▸ **DATASET RECORDS**:
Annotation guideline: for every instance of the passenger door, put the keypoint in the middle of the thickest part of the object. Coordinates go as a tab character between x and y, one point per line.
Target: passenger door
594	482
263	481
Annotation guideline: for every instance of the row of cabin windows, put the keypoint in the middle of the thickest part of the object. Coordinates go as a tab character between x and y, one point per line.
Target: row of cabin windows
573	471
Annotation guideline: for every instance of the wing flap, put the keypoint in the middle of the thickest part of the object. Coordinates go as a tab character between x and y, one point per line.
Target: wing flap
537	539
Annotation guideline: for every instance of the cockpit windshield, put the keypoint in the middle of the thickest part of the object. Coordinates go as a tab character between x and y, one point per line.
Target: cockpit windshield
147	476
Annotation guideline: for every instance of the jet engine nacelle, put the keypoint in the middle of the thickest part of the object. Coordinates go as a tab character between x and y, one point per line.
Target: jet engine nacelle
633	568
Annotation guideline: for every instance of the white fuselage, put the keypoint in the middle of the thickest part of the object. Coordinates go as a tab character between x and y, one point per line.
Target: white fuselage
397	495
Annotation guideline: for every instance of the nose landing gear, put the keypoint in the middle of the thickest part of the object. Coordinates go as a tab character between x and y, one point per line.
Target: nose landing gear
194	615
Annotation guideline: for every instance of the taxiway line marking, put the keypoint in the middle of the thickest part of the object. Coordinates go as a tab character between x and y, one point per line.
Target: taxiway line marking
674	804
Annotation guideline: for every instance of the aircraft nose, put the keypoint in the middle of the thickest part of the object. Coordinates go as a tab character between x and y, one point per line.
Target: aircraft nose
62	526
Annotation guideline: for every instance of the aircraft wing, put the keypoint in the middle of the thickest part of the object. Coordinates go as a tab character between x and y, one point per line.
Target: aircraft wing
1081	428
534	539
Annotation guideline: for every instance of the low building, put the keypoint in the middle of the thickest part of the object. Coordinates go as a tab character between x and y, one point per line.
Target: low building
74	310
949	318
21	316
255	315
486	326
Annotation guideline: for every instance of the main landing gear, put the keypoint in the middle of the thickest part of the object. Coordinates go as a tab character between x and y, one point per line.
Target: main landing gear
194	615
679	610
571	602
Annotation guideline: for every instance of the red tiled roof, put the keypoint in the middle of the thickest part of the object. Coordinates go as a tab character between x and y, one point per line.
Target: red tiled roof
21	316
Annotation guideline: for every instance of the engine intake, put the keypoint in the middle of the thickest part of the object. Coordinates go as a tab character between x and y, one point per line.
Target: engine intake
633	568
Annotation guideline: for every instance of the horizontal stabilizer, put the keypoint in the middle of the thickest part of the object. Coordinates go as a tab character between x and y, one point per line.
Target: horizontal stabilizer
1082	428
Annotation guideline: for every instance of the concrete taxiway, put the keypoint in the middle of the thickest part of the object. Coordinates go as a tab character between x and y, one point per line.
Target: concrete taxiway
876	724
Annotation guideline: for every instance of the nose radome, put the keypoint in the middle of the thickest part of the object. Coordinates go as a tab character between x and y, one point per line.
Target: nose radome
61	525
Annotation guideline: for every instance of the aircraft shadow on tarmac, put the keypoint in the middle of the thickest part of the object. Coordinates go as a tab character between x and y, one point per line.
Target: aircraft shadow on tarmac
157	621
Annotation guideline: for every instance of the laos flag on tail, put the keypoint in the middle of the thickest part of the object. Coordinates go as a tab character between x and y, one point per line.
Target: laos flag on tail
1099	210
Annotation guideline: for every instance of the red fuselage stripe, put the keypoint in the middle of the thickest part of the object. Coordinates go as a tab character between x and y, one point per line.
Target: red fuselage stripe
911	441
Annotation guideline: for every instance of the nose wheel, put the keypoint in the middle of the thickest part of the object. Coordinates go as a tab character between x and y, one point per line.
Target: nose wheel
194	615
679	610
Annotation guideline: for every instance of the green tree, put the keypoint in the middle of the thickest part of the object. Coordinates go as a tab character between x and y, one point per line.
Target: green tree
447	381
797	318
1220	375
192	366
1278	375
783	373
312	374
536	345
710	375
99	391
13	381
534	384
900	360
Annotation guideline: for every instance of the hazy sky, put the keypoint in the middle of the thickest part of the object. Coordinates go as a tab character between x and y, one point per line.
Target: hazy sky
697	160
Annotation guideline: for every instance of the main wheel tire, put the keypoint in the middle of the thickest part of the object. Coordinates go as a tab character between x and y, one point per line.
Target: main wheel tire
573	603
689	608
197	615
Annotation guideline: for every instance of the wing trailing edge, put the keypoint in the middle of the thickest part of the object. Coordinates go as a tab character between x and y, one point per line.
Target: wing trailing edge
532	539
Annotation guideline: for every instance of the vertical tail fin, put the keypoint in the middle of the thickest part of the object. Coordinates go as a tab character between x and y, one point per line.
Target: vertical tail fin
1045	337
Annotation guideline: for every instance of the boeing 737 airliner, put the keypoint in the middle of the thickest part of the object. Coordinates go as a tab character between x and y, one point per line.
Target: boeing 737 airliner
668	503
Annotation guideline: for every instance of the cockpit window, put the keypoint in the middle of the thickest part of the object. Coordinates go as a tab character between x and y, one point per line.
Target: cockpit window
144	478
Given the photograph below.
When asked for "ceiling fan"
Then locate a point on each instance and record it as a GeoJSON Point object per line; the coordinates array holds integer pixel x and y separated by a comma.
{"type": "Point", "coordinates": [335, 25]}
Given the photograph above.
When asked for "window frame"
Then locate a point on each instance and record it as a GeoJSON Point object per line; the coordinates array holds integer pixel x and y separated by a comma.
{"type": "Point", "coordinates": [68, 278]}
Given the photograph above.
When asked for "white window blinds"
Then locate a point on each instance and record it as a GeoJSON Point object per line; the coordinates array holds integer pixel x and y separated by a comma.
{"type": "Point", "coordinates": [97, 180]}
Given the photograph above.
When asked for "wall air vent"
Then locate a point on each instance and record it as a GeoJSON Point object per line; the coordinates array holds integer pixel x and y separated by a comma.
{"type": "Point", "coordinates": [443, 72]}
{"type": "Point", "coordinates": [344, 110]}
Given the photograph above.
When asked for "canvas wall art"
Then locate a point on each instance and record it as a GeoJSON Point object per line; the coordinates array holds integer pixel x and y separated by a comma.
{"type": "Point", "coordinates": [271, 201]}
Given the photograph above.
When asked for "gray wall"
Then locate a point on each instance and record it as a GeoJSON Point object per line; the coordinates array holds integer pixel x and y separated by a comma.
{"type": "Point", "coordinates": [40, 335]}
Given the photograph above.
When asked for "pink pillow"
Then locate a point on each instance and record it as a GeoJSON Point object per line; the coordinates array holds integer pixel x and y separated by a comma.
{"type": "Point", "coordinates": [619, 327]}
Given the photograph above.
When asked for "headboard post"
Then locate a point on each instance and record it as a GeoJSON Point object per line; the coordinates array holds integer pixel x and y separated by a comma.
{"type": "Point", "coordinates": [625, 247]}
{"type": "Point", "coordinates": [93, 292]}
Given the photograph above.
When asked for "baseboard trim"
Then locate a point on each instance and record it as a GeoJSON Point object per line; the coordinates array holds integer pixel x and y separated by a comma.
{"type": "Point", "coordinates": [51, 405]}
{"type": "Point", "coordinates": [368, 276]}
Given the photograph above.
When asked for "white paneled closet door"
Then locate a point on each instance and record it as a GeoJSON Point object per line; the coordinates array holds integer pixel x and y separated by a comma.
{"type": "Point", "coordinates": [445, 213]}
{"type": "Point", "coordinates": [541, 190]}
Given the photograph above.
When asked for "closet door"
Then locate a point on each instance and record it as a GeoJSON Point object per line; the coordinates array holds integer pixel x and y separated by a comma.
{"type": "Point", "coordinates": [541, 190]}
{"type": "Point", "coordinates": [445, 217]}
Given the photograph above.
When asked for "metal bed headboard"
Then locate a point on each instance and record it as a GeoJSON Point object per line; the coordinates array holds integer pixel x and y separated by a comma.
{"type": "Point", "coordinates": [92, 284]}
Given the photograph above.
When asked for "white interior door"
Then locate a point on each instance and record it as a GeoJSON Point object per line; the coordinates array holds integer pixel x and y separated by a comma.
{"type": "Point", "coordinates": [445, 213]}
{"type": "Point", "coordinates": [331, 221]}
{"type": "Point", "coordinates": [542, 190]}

▸ **WORK INSTRUCTIONS**:
Gather from the data above every line with the string "closet".

▸ **OUTPUT OF THE TASK**:
When asked for "white paneled closet door"
When asked for "closet door"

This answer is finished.